Heute Abend schneit es. Bei zivilen vier Grad Minus. Kälter wird es kaum. Das ist typisch für die norwegische Küste, die vom Golfstrom sozusagen fernbeheizt wird. Doch weil der Himmel vorerst bedeckt bleibt, widmen wir uns seelenruhig heimischen Gerichten. Der Ruf der norwegischen Küche ist ja bisher nicht wirklich nach Österreich vorgedrungen. Mutig bestellen wir "Lutefisk", wörtlich: Laugenfisch, und dann "Ribbe", Schweinerippchen, typisch traditionelle Wintergerichte. Für Ersteres wird getrockneter Dorsch in Natronlauge gelegt und anschließend mehrfach gewässert, bevor er mit Kartoffeln, Speck und Erbsenpüree auf dem Teller landet.

Wie das schmeckt? Überraschend mild. Ungewöhnlich ist aber vor allem die Konsistenz des Fisches: Ähnlich aufgeweichten Marshmallows lässt er sich widerstandslos am Gaumen zerdrücken. Als Beigabe wird geraspelter Geitost gereicht, karamellisierter Ziegenkäse. Bei nächster Gelegenheit wollen wir ein halbes Kilo mit nach Hause nehmen.

Hamsuns letzte Freude

Beim Kartoffelschnaps schweift der Blick durch die Bibliothek, in der wir speisen. Auffallend viele Werke des Schriftstellers Knut Hamsun stehen hier im Regal. Kein Wunder: Teile des Bandes Die letzte Freude soll er 1911 hier im Sortland Hotel geschrieben haben. Doch für uns fangen die Freuden erst an.

**Aufgabenstellung:** Schreiben Sie den Text über norwegische Wintergerichte vollständig und wortgetreu ab. Die Einträge stammen aus einer anderen Quelle als der Text.

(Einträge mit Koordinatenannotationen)
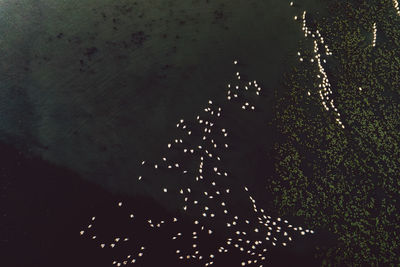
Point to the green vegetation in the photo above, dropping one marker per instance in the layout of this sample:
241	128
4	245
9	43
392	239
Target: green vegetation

**Ergebnis:**
Heute Abend schneit es. Bei zivilen vier Grad Minus. Kälter wird es kaum. Das ist typisch für die norwegische Küste, die vom Golfstrom sozusagen fernbeheizt wird. Doch weil der Himmel vorerst bedeckt bleibt, widmen wir uns seelenruhig heimischen Gerichten. Der Ruf der norwegischen Küche ist ja bisher nicht wirklich nach Österreich vorgedrungen. Mutig bestellen wir "Lutefisk", wörtlich: Laugenfisch, und dann "Ribbe", Schweinerippchen, typisch traditionelle Wintergerichte. Für Ersteres wird getrockneter Dorsch in Natronlauge gelegt und anschließend mehrfach gewässert, bevor er mit Kartoffeln, Speck und Erbsenpüree auf dem Teller landet.

Wie das schmeckt? Überraschend mild. Ungewöhnlich ist aber vor allem die Konsistenz des Fisches: Ähnlich aufgeweichten Marshmallows lässt er sich widerstandslos am Gaumen zerdrücken. Als Beigabe wird geraspelter Geitost gereicht, karamellisierter Ziegenkäse. Bei nächster Gelegenheit wollen wir ein halbes Kilo mit nach Hause nehmen.

Hamsuns letzte Freude

Beim Kartoffelschnaps schweift der Blick durch die Bibliothek, in der wir speisen. Auffallend viele Werke des Schriftstellers Knut Hamsun stehen hier im Regal. Kein Wunder: Teile des Bandes Die letzte Freude soll er 1911 hier im Sortland Hotel geschrieben haben. Doch für uns fangen die Freuden erst an.